▶ [What you are asked to do]: Lines before the one containing "Practice. Identify the window in" are excluded. Repeat that line and every line after it, exactly.
┄┄┄┄┄┄┄┄┄┄┄┄┄┄┄┄┄┄┄┄
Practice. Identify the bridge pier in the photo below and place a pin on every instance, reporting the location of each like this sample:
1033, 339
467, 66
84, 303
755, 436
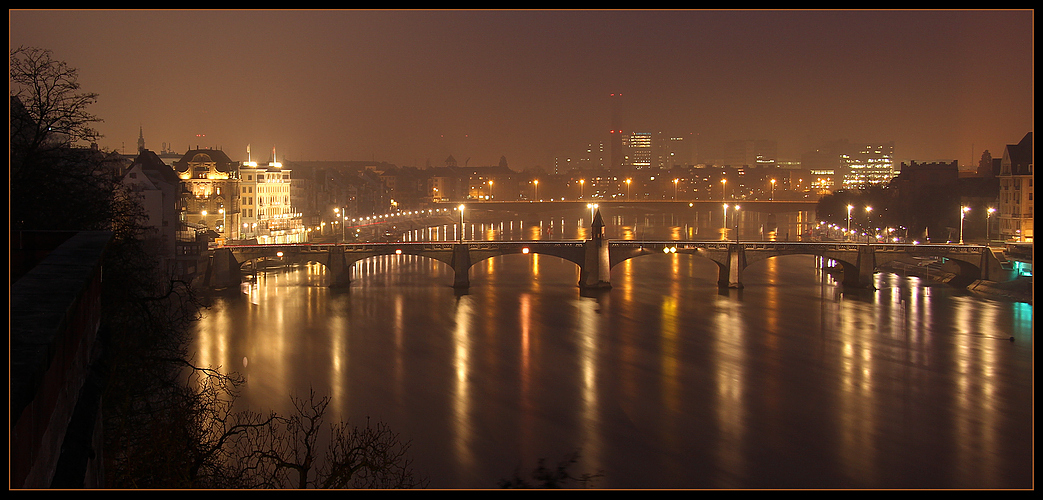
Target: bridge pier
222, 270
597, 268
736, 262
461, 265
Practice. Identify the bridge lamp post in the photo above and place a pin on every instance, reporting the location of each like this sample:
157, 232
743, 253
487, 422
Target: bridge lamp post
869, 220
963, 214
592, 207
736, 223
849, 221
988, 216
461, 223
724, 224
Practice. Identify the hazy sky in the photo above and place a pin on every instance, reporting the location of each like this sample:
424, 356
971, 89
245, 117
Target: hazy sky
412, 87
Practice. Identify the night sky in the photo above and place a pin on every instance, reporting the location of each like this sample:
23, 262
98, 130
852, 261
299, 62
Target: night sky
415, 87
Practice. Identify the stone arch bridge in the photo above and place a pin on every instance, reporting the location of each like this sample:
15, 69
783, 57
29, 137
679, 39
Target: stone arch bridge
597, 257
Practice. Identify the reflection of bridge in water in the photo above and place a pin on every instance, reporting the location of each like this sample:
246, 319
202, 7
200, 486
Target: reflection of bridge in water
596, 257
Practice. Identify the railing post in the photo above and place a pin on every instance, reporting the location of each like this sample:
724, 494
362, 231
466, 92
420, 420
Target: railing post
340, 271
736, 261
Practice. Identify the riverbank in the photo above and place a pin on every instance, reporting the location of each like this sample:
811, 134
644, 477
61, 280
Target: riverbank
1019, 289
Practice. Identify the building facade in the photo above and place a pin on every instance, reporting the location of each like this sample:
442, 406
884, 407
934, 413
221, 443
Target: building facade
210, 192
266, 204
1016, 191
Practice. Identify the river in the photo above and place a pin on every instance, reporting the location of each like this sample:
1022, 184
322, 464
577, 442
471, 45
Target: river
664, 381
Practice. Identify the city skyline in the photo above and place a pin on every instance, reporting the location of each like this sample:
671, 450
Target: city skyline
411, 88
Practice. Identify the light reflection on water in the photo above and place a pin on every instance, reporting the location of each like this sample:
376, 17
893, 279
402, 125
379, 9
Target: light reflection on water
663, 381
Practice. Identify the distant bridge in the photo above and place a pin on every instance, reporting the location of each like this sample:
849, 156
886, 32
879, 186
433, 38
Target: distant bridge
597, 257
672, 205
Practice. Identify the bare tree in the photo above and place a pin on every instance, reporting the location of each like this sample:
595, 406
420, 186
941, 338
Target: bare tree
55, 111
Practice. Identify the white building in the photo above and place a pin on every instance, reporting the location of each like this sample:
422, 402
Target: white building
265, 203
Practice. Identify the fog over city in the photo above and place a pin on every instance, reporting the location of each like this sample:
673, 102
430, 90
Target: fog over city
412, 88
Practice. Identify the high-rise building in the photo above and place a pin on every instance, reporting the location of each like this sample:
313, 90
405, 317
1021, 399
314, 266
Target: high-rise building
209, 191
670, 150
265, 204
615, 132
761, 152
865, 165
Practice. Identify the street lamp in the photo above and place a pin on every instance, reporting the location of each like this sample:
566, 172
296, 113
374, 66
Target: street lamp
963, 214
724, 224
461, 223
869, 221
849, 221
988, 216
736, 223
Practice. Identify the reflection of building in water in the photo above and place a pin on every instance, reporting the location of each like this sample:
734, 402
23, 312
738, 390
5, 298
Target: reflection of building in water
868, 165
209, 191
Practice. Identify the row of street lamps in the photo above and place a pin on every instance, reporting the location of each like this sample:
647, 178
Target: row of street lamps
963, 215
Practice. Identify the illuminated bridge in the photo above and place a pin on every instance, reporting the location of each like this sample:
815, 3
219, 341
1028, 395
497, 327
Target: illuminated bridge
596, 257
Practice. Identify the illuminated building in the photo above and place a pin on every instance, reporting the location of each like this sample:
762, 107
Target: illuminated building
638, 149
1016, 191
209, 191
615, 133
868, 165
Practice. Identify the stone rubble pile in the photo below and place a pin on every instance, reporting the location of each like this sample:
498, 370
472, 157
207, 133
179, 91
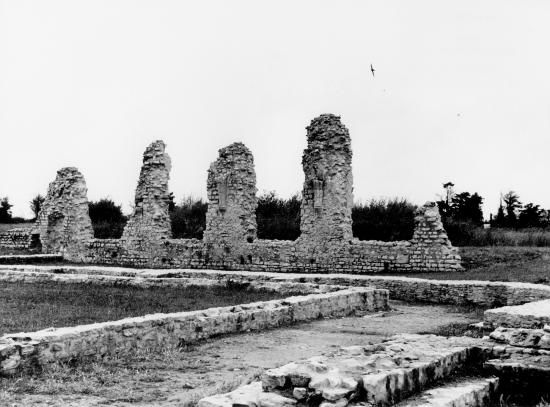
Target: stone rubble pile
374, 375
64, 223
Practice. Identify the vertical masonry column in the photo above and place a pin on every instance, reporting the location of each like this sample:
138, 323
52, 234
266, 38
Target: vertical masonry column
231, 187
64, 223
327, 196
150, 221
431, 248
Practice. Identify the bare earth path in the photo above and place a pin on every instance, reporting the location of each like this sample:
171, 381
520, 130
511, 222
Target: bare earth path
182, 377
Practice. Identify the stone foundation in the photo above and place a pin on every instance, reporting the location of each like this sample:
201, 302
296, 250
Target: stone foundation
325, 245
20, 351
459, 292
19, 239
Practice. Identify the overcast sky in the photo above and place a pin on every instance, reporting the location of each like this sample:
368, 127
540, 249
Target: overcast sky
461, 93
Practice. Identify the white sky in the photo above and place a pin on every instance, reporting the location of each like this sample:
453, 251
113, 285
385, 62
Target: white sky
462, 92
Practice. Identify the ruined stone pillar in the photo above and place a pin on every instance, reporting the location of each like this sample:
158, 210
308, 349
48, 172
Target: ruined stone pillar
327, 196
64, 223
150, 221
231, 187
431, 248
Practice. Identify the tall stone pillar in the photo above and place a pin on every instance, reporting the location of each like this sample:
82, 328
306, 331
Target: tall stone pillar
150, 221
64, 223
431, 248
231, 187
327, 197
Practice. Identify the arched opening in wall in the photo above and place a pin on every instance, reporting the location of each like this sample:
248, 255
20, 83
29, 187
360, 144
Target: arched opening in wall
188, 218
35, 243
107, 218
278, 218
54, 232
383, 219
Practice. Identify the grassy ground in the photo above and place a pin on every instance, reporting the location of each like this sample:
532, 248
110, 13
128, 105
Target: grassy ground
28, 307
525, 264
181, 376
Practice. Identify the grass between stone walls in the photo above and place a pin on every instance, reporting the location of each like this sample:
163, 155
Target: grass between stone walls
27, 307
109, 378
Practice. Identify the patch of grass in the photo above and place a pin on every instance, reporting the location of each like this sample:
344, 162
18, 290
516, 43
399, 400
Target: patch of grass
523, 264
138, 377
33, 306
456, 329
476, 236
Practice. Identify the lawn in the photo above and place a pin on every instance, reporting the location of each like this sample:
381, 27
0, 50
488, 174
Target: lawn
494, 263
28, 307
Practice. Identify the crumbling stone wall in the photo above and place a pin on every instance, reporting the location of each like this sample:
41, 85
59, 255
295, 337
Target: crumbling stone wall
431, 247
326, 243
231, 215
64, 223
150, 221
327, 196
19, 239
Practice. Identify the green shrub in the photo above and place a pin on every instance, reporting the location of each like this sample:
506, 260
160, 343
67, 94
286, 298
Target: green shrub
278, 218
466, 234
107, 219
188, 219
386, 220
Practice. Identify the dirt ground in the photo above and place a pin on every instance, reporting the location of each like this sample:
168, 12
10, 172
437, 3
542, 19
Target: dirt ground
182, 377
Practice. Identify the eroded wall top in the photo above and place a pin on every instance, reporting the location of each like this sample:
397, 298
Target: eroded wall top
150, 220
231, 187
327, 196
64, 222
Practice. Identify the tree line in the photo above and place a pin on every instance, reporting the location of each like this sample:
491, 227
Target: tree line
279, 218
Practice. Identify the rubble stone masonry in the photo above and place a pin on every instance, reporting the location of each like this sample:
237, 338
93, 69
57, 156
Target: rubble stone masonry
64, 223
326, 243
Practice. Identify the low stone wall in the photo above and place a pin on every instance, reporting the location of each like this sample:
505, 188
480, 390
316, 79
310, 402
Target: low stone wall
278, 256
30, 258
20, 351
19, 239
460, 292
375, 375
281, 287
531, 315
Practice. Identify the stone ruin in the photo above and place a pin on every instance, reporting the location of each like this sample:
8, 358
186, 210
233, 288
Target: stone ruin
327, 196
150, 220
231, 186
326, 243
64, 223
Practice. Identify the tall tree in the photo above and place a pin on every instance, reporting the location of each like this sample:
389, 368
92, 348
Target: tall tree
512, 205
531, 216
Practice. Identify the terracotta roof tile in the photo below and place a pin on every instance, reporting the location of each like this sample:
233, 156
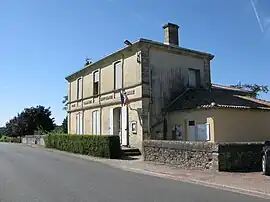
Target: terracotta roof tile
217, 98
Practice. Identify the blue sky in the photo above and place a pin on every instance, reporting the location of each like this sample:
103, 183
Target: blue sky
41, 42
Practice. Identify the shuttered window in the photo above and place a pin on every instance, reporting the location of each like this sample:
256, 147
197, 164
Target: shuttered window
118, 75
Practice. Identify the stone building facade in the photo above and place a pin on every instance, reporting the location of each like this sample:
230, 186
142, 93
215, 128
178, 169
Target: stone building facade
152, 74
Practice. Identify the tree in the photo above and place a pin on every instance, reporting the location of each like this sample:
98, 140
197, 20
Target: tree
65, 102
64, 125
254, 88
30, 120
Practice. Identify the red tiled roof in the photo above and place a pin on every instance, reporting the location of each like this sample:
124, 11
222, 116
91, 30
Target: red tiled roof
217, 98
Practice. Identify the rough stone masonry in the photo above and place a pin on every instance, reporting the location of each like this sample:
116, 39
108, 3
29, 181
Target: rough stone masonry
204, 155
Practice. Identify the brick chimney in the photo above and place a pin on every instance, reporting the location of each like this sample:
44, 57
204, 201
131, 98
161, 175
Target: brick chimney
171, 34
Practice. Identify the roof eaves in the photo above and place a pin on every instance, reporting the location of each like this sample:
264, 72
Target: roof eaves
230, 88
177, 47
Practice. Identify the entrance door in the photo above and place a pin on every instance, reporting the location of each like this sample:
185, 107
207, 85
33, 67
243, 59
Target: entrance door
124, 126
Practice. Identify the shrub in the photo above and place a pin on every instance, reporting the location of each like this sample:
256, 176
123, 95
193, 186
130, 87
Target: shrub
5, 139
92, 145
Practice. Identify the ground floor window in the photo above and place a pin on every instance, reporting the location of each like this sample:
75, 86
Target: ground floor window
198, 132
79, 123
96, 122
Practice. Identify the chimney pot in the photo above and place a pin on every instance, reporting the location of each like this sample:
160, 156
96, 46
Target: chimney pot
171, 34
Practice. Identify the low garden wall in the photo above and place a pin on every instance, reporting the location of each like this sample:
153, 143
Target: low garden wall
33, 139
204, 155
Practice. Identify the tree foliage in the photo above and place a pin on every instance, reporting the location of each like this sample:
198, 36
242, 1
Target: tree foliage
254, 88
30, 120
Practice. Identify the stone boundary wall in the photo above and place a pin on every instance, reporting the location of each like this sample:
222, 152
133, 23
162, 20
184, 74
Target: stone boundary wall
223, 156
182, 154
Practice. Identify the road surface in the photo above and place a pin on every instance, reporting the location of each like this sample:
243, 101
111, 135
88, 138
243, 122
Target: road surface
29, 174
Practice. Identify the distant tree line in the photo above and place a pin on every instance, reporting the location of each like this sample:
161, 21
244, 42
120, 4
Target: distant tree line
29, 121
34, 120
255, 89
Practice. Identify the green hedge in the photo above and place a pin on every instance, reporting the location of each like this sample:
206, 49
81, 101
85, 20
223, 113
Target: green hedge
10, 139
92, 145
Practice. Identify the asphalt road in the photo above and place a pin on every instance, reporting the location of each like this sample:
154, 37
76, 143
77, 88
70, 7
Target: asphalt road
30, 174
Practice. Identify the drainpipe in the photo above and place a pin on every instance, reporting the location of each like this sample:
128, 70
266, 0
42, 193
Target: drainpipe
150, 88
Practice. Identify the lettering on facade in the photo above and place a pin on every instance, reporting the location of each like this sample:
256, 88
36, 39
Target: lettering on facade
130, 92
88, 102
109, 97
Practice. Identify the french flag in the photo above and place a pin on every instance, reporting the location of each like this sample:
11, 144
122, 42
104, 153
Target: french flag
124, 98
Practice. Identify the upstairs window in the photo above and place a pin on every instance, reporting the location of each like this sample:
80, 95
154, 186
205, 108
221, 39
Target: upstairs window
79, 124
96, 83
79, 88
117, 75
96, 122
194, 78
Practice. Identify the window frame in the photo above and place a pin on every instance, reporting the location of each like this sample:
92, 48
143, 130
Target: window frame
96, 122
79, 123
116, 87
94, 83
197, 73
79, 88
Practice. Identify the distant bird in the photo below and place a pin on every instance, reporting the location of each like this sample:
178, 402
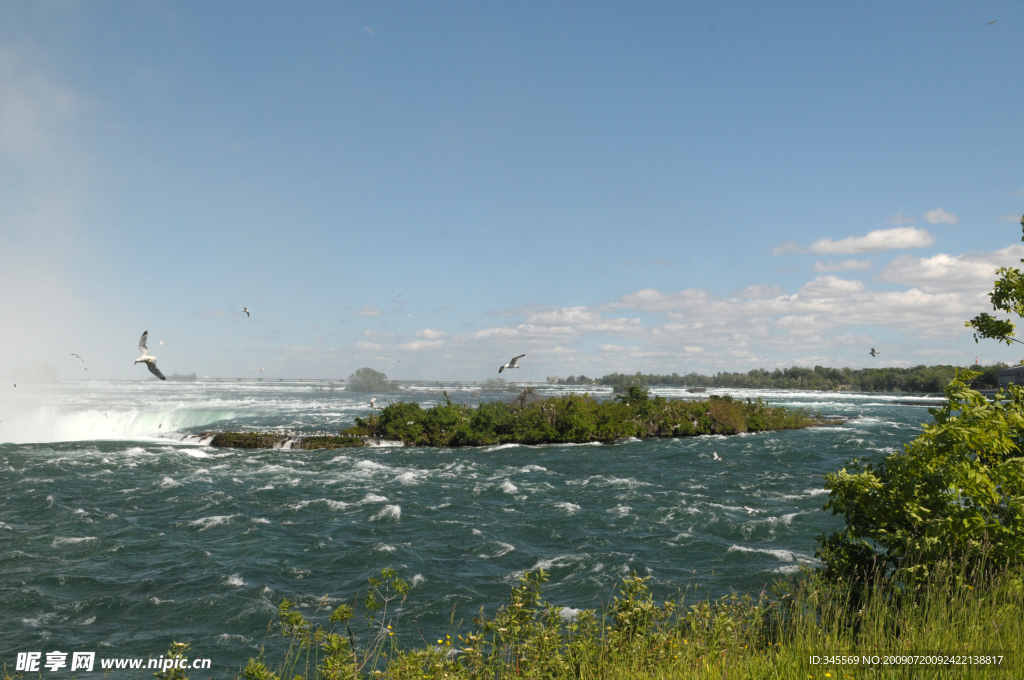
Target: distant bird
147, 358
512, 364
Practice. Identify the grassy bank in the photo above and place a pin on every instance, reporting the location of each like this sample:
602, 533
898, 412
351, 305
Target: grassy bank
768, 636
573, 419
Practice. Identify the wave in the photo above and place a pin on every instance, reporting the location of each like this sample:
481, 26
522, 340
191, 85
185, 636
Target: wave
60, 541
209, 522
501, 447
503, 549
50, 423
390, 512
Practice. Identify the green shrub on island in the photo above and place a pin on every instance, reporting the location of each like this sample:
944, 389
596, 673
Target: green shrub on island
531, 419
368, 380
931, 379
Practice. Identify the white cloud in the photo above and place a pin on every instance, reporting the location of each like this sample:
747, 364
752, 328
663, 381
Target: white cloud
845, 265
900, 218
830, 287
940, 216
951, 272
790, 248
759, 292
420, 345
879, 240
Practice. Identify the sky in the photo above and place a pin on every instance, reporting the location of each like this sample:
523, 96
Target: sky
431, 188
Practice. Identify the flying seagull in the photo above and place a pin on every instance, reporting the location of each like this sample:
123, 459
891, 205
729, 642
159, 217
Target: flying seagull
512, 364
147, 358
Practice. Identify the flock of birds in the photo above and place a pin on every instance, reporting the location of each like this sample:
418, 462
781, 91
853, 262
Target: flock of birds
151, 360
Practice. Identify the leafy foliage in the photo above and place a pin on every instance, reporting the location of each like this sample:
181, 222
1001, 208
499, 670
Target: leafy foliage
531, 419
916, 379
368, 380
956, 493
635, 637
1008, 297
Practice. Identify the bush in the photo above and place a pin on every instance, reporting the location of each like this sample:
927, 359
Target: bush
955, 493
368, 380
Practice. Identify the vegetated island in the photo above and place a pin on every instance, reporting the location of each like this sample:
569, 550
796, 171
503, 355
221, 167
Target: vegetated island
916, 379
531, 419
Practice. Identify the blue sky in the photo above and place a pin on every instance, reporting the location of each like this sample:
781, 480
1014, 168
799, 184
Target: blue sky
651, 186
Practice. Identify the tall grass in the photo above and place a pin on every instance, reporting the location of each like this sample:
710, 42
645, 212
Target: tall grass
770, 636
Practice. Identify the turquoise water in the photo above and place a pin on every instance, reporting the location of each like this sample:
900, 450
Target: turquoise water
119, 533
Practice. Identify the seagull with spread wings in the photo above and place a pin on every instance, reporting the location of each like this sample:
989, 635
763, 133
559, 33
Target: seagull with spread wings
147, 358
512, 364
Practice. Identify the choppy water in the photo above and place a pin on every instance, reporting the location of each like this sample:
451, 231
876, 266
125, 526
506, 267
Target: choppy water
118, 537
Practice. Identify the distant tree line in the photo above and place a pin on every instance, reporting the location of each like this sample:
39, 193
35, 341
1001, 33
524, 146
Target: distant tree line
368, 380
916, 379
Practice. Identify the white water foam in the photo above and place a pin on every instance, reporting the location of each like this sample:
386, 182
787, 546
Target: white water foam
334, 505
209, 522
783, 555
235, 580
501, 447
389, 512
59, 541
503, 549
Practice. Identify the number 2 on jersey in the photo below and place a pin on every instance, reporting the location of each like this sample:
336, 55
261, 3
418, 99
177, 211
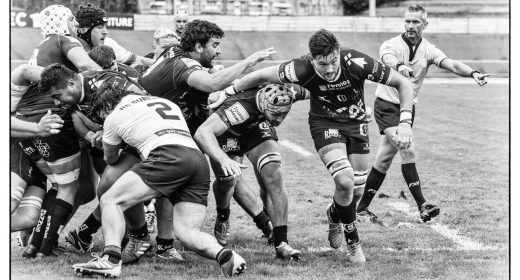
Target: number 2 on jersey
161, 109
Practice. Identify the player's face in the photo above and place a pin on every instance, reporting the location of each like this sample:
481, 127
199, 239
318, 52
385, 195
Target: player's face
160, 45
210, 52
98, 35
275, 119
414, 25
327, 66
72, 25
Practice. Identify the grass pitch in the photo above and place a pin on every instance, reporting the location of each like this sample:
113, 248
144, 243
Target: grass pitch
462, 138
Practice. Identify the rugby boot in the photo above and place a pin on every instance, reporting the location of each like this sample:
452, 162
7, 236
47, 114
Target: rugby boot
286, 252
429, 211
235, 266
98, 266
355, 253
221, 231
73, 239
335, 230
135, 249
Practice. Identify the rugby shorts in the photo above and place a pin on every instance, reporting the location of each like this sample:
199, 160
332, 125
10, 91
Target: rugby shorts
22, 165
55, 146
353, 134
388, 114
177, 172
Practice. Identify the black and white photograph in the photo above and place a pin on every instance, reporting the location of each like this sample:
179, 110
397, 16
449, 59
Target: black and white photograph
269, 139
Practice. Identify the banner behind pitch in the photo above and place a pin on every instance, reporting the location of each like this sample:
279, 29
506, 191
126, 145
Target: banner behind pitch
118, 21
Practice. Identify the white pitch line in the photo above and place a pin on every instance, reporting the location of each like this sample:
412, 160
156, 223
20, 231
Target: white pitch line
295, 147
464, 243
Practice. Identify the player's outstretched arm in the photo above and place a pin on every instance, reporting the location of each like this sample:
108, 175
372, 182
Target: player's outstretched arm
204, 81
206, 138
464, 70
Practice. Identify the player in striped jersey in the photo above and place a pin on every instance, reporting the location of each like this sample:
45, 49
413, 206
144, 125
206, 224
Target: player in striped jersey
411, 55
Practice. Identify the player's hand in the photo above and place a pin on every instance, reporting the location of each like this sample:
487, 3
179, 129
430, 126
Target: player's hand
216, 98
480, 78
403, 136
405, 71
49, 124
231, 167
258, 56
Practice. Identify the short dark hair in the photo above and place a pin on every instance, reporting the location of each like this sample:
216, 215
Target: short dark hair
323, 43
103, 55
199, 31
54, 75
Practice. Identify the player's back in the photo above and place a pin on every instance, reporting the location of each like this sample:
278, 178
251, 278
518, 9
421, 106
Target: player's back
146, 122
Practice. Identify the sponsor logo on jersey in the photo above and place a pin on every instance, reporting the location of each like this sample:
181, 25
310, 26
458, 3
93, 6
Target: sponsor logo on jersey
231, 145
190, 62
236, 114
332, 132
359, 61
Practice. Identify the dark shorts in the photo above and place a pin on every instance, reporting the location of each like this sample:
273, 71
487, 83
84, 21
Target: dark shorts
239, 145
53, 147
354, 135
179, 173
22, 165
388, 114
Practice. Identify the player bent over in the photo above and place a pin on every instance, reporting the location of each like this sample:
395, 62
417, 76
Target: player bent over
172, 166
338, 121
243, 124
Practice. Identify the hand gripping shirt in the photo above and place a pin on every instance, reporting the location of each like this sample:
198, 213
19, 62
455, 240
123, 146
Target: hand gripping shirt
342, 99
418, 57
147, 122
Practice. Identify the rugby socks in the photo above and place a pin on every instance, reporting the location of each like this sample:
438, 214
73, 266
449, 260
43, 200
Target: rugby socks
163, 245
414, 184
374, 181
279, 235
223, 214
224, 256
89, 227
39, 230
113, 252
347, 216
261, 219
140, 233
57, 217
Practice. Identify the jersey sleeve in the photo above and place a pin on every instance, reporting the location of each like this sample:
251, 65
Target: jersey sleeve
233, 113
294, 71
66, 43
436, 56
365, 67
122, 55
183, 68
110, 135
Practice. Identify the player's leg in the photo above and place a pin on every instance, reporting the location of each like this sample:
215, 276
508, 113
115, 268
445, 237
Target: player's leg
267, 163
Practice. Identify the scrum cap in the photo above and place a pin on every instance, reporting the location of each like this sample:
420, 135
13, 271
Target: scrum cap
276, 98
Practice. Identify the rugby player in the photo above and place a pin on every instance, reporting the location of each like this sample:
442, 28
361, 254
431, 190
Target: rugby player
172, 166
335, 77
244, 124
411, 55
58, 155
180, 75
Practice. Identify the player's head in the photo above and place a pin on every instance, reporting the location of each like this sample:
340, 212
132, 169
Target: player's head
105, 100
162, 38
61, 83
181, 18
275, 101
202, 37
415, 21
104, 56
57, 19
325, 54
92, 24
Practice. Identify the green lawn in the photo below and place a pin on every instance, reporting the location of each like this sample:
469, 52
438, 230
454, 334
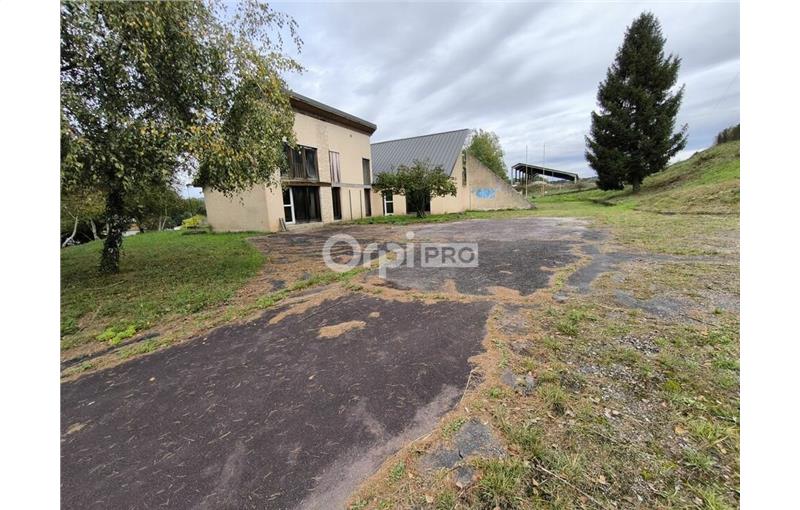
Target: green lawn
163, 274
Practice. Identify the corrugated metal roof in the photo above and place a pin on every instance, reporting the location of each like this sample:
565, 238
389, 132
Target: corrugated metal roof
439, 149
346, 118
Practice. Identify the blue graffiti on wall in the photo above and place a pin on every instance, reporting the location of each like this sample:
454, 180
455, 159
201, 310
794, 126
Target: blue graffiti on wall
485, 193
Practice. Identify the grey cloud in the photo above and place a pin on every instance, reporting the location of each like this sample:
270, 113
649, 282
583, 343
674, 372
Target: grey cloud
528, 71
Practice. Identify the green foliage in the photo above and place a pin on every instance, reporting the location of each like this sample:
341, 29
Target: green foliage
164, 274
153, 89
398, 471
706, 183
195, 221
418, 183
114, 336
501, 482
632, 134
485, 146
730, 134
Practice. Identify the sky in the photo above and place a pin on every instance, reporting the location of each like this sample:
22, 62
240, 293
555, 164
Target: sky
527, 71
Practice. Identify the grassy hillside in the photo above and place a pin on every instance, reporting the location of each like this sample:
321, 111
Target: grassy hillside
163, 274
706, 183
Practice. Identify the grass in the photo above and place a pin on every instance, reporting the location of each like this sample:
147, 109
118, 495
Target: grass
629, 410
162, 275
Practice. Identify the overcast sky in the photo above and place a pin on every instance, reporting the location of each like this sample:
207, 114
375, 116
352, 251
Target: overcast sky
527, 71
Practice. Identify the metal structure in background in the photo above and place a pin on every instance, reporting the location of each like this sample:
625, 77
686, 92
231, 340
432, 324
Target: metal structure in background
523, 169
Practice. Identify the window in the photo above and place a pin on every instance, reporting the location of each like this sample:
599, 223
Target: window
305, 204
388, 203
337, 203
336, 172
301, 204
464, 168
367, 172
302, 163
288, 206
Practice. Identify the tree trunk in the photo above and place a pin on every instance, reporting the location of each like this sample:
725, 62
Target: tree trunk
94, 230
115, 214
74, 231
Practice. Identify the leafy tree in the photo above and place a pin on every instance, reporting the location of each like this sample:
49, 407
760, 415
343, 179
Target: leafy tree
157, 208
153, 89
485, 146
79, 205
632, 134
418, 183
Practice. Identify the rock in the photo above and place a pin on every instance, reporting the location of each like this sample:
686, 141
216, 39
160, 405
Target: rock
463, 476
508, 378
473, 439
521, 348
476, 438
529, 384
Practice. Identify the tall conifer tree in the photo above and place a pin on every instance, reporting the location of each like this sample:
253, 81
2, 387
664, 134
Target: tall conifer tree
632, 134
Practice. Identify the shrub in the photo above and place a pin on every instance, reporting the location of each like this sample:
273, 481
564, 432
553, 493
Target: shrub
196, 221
┄┄┄┄┄┄┄┄┄┄┄┄┄┄┄┄┄┄┄┄
▶ [The answer]:
Practice. Identify the window in the photo above and place a pin on every instance, reporting the location of each like this sample:
599, 223
Target: window
305, 204
388, 203
337, 203
336, 172
301, 204
464, 168
367, 172
302, 163
288, 206
Practice. Identify the tree trunk in the photo above and place a pin on every instance, reporting the location of each like this sample:
725, 62
Target: tree trunk
94, 230
115, 214
74, 231
Practice. Identify the leafy tree in the photo above and place a pin on every instance, reporting the location of each like this sample:
49, 407
760, 415
343, 179
Target: leafy tree
157, 208
153, 89
485, 146
79, 205
632, 134
418, 183
Practice. Identify the rock in the photo above and place a pin on every instance, reporting the location of each like this sample:
686, 141
216, 39
160, 405
Target: rock
463, 476
508, 378
473, 439
521, 348
476, 438
529, 384
Practice. Identify the tall conifer tree in the photo above and place a pin on every instance, reporting the location of each like this sample:
253, 81
2, 387
664, 134
Target: tall conifer tree
632, 134
Practice. Identify the shrub in the photo above and place a pin on every instance, reporting the location of each like this sample:
273, 481
564, 432
553, 493
Target: shrub
196, 221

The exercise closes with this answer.